## DÉTAILS DE L'EXERCICE:
Recopiez fidèlement le passage du texte sur le Liechtenstein qui commence à « Historiquement, la famille » et se termine à « avorter le plan. ».

## TEXTE:
:::
En 1999, un rapport rendu public du B.N.D. (les services secrets allemands)  accusait la principauté d’être un centre du blanchiment de l’argent des mafias russe, italienne et albanaise. En 2008, l’Allemagne exigea du Liechtenstein une liste complète des ressortissants allemands détenteurs d’un compte en banque dans la principauté. Très sourcilleux en matière de souveraineté politique, le gouvernement liechtensteinois tint tête aux pressions allemandes et refusa la moindre divulgation. En revanche, il accepta de modifier graduellement les règles du secret bancaire. L’animosité fut donc vive entre Berlin et Vaduz. Ce n’était pas la première fois.

 

Historiquement, la famille princière de Liechtenstein est vassale des Habsbourg. Jusqu’au prince souverain François-Joseph II (1906 – 1938 – 1989), les Liechtenstein vivaient à Vienne et ignoraient tout de leur territoire. Satellite de l’Autriche, le Liechtenstein n’entre pas en 1871 dans l’Empire allemand de Bismarck. Si, dès 1914, la principauté proclame sa neutralité, elle suscite néanmoins le grand intérêt de l’Allemagne qui projette en 1917 d’en chasser la famille princière, d’y installer le pape et de la transformer en État pontifical ! La ferme intervention diplomatique de l’Autriche-Hongrie et le refus conjugué de la dynastie liechtensteinoise et du souverain pontife font avorter le plan.
:::
## MATÉRIEL FOURNI:
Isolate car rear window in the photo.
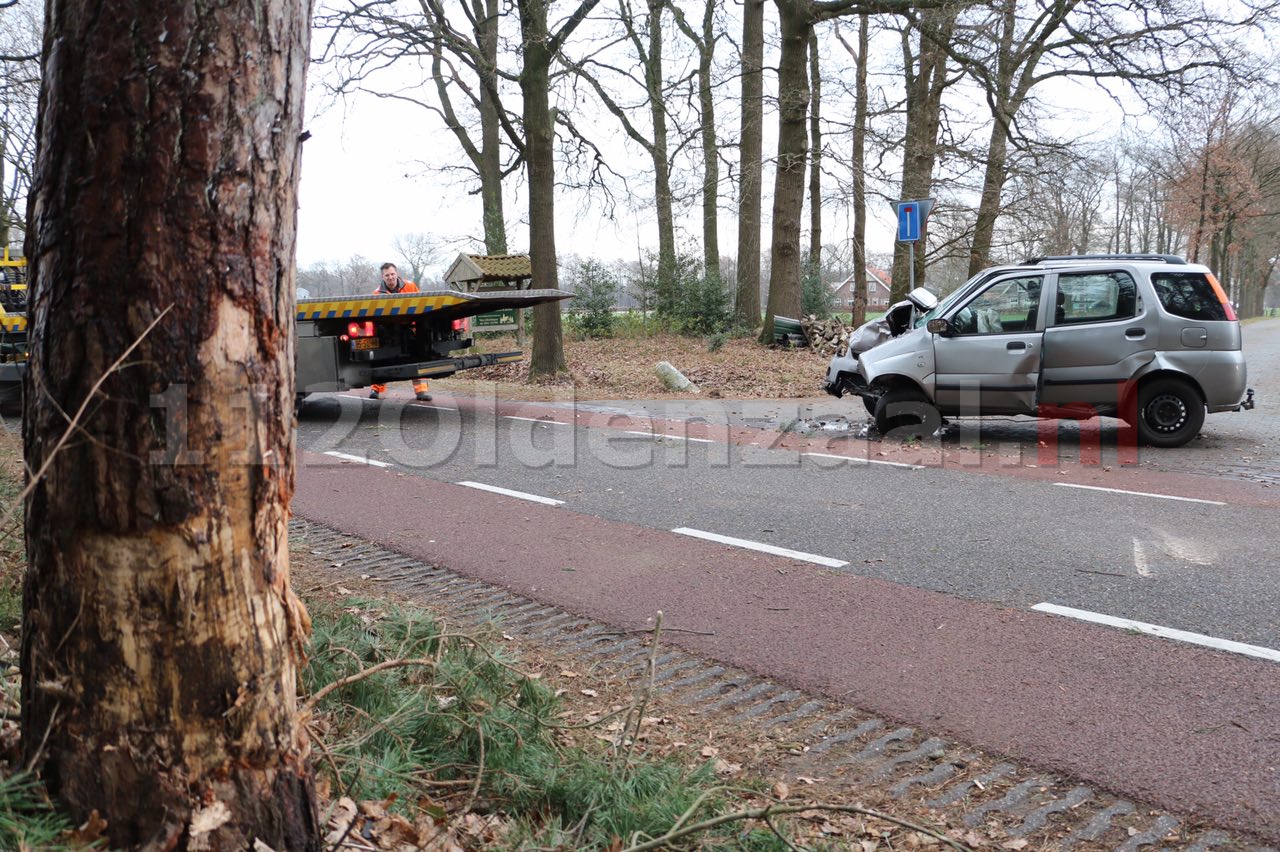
:::
## RÉSULTAT ATTENDU:
Historiquement, la famille princière de Liechtenstein est vassale des Habsbourg. Jusqu’au prince souverain François-Joseph II (1906 – 1938 – 1989), les Liechtenstein vivaient à Vienne et ignoraient tout de leur territoire. Satellite de l’Autriche, le Liechtenstein n’entre pas en 1871 dans l’Empire allemand de Bismarck. Si, dès 1914, la principauté proclame sa neutralité, elle suscite néanmoins le grand intérêt de l’Allemagne qui projette en 1917 d’en chasser la famille princière, d’y installer le pape et de la transformer en État pontifical ! La ferme intervention diplomatique de l’Autriche-Hongrie et le refus conjugué de la dynastie liechtensteinoise et du souverain pontife font avorter le plan.